┌─ READING PASSAGE
Tandem Roundtable: Microservices Vs. Monolithic Architecture

Darcy Garrett Engineering Manager
Toby Leonard Engineering
Varell Hawkins Engineering
Ryan Ferguson Engineering

What experience do you have with either microservices or monolithic architecture?

Darcy: Most of my experience has been with monolithic architecture. I have a bit of experience with microservices at previous jobs, but most of that was with hybrid situations with legacy apps that followed monolithic architecture and new microservices for newer apps.

Toby: That’s about the same for me. One of the student workers at my last job, who was very ambitious, was trying to sell my team on breaking up our services into microservices. Our team lead turned down the idea, saying it sounded like too many moving parts.

Varell: Pretty much all the apps I’ve worked on have been monoliths, even when working for an e-commerce company. With a client of ours, an application was set up as a microservice architecture but still deployed to one machine with many Docker containers. I’ve read a lot about the advantages and disadvantages of microservice and monolithic architectures over the years and am excited to work on a microservices structured application.

Ryan: I’ve worked mostly with monoliths. I’ve worked on a project that involved splitting up a giant monolith into microservices. I’ve also worked on a project going the other way, consolidating microservices into a more monolithic architecture. I’ve never worked on something that was designed as microservices from the beginning and stayed that way; I haven’t worked on problems that required that sort of architecture.

What are the biggest differences between the two? Benefits? Drawbacks?

Ryan: I think one reason you might want to have a microservices architecture is to have smaller units of deployment so that you can deploy services independently of each other. That doesn’t come for free, though — you have to design them not to be coupled together, but it gives you more freedom in deployment if done correctly. For example, if you have two different parts of an app, one changes a lot and one doesn’t change very much, in a monolithic architecture the number of deploys is driven by the part that’s changing more. This means you have a lot of turnover in the code that might be unnecessary compared to if they were split up.

Another nice thing about microservices is that you can scale services independently as well. If you have a particular part of your app that is CPU-heavy or uses a lot of memory, you can dedicate infrastructure resources to fit that need, and the rest of your application doesn’t need to be on a big machine. With a monolithic architecture, the resources are determined by the most resource-intensive part of the application. In general, that’s one of the benefits of microservices — you can scale parts of your application more precisely.

Varell: Ryan hinted at a lot of things I want to highlight, like horizontal versus vertical scaling.

Ryan: Yeah, that’s a better way to say it.

Varell: With vertical scaling in a monolithic application, you have to deploy the whole app to be able to respond to more requests. You can add more resources to the infrastructure that the monolith is deployed to. When scaling microservices and one service needs better performance, you can deploy more instances of a particular service, allowing you to target particular parts of the app.
└─
┌─ RECORDS TO USE
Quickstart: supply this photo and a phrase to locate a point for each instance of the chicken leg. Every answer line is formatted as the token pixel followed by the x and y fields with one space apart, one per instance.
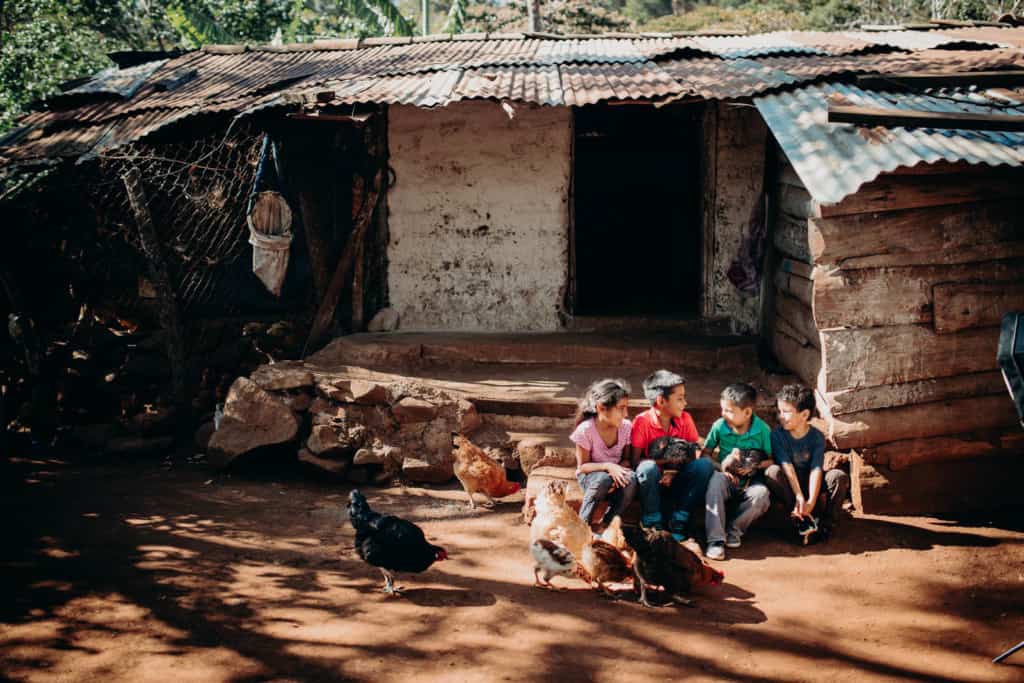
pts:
pixel 389 583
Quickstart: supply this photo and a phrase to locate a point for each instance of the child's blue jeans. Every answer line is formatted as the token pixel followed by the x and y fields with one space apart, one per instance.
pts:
pixel 686 494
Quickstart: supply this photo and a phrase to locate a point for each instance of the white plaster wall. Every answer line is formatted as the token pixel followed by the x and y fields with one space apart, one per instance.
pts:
pixel 741 136
pixel 478 217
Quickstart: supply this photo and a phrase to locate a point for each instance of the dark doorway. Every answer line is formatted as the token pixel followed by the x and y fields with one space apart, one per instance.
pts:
pixel 637 202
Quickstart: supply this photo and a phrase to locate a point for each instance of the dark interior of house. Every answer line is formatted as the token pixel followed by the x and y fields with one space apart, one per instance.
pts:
pixel 637 203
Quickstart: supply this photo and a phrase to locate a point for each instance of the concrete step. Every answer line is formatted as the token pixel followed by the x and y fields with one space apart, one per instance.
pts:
pixel 601 349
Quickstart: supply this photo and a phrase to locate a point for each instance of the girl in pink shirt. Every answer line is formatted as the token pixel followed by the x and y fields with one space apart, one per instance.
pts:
pixel 601 437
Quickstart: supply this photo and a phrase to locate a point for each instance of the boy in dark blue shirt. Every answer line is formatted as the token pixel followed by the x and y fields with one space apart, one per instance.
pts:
pixel 799 450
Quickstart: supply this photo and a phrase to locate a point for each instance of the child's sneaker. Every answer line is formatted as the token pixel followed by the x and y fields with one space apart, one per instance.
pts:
pixel 716 551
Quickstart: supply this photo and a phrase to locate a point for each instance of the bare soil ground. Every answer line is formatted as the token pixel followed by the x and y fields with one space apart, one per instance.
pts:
pixel 117 571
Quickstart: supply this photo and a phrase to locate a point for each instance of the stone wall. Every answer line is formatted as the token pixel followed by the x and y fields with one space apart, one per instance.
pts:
pixel 478 216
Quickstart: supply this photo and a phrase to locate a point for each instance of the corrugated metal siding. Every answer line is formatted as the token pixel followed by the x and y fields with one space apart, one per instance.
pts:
pixel 834 160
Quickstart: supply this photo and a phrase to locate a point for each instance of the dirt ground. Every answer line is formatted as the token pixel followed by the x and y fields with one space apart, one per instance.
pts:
pixel 118 571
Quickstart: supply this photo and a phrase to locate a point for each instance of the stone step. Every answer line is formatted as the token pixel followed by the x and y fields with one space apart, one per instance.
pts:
pixel 602 349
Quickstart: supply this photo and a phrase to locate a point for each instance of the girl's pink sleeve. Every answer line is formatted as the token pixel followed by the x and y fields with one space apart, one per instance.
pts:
pixel 581 435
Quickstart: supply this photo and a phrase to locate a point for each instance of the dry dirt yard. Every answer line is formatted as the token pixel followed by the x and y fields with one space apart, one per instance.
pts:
pixel 117 571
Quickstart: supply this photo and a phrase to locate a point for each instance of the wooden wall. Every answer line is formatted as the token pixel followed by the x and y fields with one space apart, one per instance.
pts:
pixel 889 303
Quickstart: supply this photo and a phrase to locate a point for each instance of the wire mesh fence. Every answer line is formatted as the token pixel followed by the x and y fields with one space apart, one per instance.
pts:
pixel 197 190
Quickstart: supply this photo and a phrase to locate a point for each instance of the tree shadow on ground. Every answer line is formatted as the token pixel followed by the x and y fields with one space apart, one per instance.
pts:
pixel 231 566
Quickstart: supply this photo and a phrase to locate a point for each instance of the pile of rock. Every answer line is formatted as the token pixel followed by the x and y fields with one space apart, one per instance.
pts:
pixel 359 430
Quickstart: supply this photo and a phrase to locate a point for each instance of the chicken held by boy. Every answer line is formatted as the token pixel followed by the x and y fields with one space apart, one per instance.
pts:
pixel 479 474
pixel 390 544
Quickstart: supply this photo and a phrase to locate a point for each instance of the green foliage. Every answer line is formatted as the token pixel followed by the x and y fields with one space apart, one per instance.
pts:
pixel 44 43
pixel 558 16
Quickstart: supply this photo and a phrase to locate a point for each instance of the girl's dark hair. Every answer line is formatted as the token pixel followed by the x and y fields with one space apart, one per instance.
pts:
pixel 741 394
pixel 801 397
pixel 602 392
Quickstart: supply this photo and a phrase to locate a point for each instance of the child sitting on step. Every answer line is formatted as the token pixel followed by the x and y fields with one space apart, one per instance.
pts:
pixel 732 439
pixel 800 452
pixel 601 437
pixel 667 393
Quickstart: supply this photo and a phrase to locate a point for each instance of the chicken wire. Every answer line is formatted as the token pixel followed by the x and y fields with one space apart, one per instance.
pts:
pixel 197 191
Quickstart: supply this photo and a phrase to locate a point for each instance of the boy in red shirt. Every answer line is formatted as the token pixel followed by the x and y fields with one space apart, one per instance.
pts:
pixel 667 417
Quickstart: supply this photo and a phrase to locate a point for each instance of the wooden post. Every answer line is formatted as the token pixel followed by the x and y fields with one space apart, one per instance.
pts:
pixel 170 318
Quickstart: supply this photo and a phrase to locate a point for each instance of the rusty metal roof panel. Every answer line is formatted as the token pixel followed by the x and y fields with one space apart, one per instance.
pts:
pixel 587 84
pixel 835 160
pixel 537 85
pixel 587 51
pixel 651 48
pixel 720 79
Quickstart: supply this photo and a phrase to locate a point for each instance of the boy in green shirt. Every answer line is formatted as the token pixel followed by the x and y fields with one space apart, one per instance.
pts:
pixel 737 430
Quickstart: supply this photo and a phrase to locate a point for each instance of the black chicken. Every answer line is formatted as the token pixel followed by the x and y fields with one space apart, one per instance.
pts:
pixel 390 543
pixel 663 561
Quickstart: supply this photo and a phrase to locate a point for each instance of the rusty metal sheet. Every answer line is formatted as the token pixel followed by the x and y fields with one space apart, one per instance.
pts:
pixel 538 85
pixel 834 160
pixel 721 79
pixel 587 84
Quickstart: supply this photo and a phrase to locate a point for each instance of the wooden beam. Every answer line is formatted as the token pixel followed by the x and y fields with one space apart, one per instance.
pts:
pixel 872 297
pixel 960 306
pixel 987 79
pixel 891 193
pixel 859 430
pixel 875 356
pixel 890 118
pixel 170 315
pixel 360 223
pixel 936 233
pixel 923 391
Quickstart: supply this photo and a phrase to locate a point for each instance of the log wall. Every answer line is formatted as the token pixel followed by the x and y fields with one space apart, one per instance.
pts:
pixel 889 303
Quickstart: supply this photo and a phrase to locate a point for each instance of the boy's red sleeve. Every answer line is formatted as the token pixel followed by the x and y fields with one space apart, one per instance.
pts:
pixel 689 428
pixel 639 437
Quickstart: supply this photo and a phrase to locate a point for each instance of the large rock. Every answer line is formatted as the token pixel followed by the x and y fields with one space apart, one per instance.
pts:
pixel 469 418
pixel 280 377
pixel 253 418
pixel 416 469
pixel 333 437
pixel 410 410
pixel 335 468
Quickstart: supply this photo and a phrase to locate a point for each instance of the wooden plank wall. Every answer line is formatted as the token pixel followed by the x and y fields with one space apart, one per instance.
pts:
pixel 889 302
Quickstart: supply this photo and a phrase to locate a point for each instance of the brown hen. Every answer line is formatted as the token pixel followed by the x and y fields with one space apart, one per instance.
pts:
pixel 479 474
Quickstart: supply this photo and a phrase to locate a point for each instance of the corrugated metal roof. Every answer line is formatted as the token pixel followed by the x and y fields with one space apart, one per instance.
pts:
pixel 757 45
pixel 720 79
pixel 834 160
pixel 534 69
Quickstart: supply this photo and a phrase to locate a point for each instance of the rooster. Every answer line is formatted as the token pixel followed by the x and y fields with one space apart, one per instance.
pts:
pixel 605 563
pixel 555 520
pixel 389 543
pixel 479 474
pixel 663 561
pixel 553 560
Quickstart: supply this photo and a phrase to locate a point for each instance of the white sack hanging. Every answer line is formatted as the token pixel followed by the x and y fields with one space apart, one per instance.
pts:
pixel 270 235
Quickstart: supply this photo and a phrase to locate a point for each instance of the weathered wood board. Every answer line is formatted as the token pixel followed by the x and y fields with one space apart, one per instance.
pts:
pixel 873 297
pixel 941 233
pixel 857 430
pixel 873 356
pixel 961 306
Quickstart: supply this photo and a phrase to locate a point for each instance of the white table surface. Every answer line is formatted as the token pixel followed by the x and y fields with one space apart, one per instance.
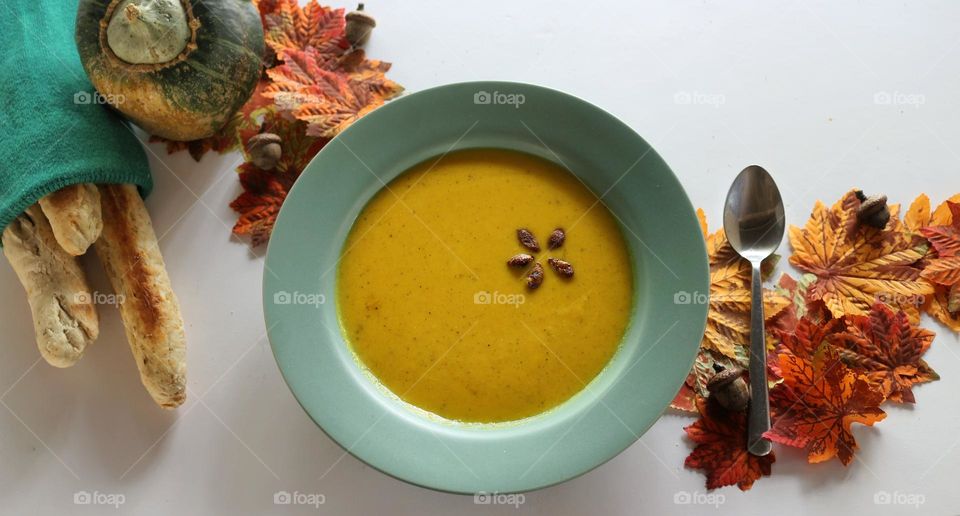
└─
▶ PROBLEMS TO WORK ON
1: Answer these questions about the roundtable on microservices and monolithic architecture:
(a) What did Toby's team lead say when turning down the idea of breaking services into microservices?
(b) How was the microservice application for Varell's client deployed?
(c) According to Ryan, what determines the resources in a monolithic architecture?
2: Duplicate the records from their first line through the line that holds "pixel 389 583", inclusive. Leave out the pictures.
The records are unrelated to the roundtable text.

▶ SOLUTION SET
1:
(a) The team lead said it sounded like too many moving parts.
(b) It was deployed to one machine with many Docker containers.
(c) The most resource-intensive part of the application determines the resources.

2:
Quickstart: supply this photo and a phrase to locate a point for each instance of the chicken leg. Every answer line is formatted as the token pixel followed by the x and y fields with one space apart, one per instance.
pts:
pixel 389 583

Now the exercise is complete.